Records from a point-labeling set
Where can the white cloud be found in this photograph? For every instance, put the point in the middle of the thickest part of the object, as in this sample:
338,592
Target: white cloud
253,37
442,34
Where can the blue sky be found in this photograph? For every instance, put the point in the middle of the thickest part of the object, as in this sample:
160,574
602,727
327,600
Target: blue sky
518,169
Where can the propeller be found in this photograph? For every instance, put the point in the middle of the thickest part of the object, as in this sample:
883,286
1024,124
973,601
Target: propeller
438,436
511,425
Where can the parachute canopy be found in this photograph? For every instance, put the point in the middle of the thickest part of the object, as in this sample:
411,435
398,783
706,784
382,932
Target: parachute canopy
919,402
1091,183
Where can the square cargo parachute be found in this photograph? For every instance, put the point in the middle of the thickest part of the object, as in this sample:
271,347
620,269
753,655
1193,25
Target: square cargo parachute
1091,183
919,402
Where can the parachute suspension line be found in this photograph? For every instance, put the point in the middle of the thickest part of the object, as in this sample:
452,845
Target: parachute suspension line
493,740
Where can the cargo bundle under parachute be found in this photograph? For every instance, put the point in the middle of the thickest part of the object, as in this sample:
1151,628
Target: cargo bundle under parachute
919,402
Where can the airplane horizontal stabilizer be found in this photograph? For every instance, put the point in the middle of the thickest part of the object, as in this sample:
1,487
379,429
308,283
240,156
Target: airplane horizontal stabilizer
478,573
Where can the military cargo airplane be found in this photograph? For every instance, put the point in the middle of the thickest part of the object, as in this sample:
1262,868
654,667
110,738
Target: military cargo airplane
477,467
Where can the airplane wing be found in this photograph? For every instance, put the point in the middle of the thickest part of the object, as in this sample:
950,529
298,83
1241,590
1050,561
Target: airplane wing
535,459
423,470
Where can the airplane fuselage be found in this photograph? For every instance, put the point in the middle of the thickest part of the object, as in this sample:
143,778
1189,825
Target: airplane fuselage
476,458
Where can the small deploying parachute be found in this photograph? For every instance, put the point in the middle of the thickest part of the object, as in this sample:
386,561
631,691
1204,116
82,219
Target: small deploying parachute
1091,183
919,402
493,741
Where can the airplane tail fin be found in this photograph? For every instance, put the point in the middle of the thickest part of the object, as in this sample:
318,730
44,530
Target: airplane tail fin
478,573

*Exercise details:* Edit the entries above so that "thickest part" becomes "widest part" wherever it appears, and leave everything else unchanged.

*Task result:*
Where can the white cloud be found in this photograph? For every instance, put the point in the middle of the widest part of the object, as in this sample:
338,592
Target: white cloud
253,37
442,34
Where can the blue sky be found in this photograph? For every instance, put the point in the middle of the widest part of the object, as in this sample:
160,574
602,727
327,600
Target: blue sky
518,169
Where can the propeller be found in this photograph? For every instance, put the point in the middle of the widest part of the object, as in this sample:
883,286
1024,124
973,601
Target: propeller
438,436
511,425
Where can the parachute canopy be found in this photograph? For every instance, put the point in the middle of the widest part of the object, as in this sample:
411,435
398,783
706,784
382,932
Target: parachute canopy
919,402
1091,183
Where can the square cargo parachute be found in this photograph? For every instance, put the point in the middle of the widest part of the object, as in this sample:
271,347
620,269
753,655
1193,25
Target: square cargo parachute
1091,183
919,402
Where can the parachute suspension line be found in this photograph? For every instance, put the point in the middle of the widest part of the object, as in this sample:
452,845
Target: parachute suspension line
493,740
Where can the cargo bundle under parachute be found in this photograph? For every instance, put the point in the middle of the widest part of the object, as in this sample:
1151,628
Target: cargo bundle under parachute
919,402
Where can the airplane horizontal stabilizer be found in this photograph? For every instance, put the point in the middle of the widest part of the object, as in this sample:
1,487
379,429
308,283
240,156
Target: airplane horizontal stabilizer
478,573
Where can the military cargo airplane be found in this photograph? For every instance, put the point in the middle of the widest part of the object, as in this sample:
1262,868
654,667
110,738
Target: military cargo airplane
477,467
Where can the airplane wing be found in this photograph? For every instance, put the point in the middle of the widest part of the object, as in this sample:
950,529
298,83
1241,590
1050,561
Target: airplane wing
535,459
423,470
Where can the airplane fuselage be found in this photograph? For every instance, put the point in the middle of the widest part of the object, as in this sample:
143,778
1189,825
Target: airplane fuselage
476,458
Where can the small deploying parachute be found in this photograph? For every instance, put the point in the middle of the widest part of the object, as in this sample:
386,561
631,691
1204,116
82,219
Target: small deploying parachute
1091,183
919,402
493,741
Where can the airplane tail fin be found in this photograph? For every instance, put the point in the middle of the widest part of the object, as in this sample:
318,730
44,530
Target: airplane tail fin
478,573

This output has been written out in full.